== Passage provided ==
◆ ◆ ◆

However, in negotiating with Turkey concerning refugees, the EU is not discussing the matter within the framework of the accession negotiations, as it is normally expected to do, but seeks to make Turkey police those refugees in an ad hoc manner. The final declaration's provision, “other chapters may be opened without prejudice to the positions of member countries,” means that Cyprus will continue to veto the opening of six chapters. Looking at the minimum progress made on 13 chapters that are open, we can safely conclude that neither side is putting any real priority on the accession negotiations.

- As for the funds worth 3 billion euros, 500 million euros will be provided from the EU budget while the rest will be granted by member states. Of the member states, only the UK has mentioned a figure so far. It is not clear if the commission will pay 500 million euros from a new financial facility or from the Instrument for Pre-Accession (IPA), already budgeted for Turkey. In any case, the EU usually transfers these funds via specialized UN agencies and continuously monitors and audits how they are spent. How these funds will be audited in a country that lacks financial auditing mechanisms is not clear.


What the EU has accepted


- Within this framework, the predicted 3 billion euros to come from the EU is meant to counterbalance the $8 billion Turkey claims to have spent on refugees, but which has not been officially registered anywhere. Despite the lack of hard data on this monetary figure, one which top Justice and Development Party (AKP) officials love to mention over and over in public speeches, it appears that the EU has accepted this as fact. This, in and of itself, is not normal.

◆ ◆ ◆

== Source material ==

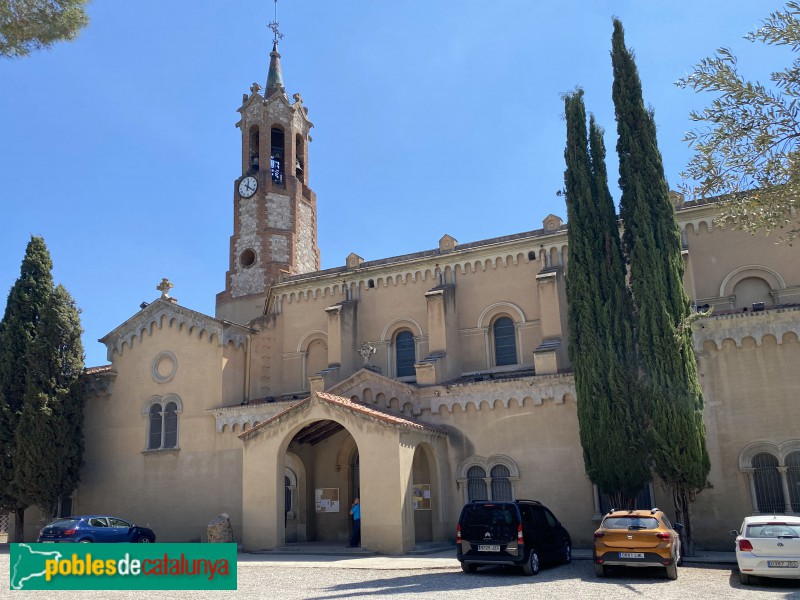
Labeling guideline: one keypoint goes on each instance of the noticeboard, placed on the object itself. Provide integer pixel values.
(327, 499)
(421, 496)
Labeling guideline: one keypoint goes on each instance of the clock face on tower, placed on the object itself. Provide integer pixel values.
(248, 186)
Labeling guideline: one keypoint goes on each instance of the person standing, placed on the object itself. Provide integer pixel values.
(355, 510)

◆ ◆ ◆

== Activity A ==
Duplicate the stretch of the passage on the EU and Turkey from "- Within this" through "is not normal.".
== Activity B ==
In the passage on the EU and Turkey, how much of the 3 billion euros will come from the EU budget?
The items were taken from a different source than the passage on the EU and Turkey.

== Task solution A ==
- Within this framework, the predicted 3 billion euros to come from the EU is meant to counterbalance the $8 billion Turkey claims to have spent on refugees, but which has not been officially registered anywhere. Despite the lack of hard data on this monetary figure, one which top Justice and Development Party (AKP) officials love to mention over and over in public speeches, it appears that the EU has accepted this as fact. This, in and of itself, is not normal.

== Task solution B ==
500 million euros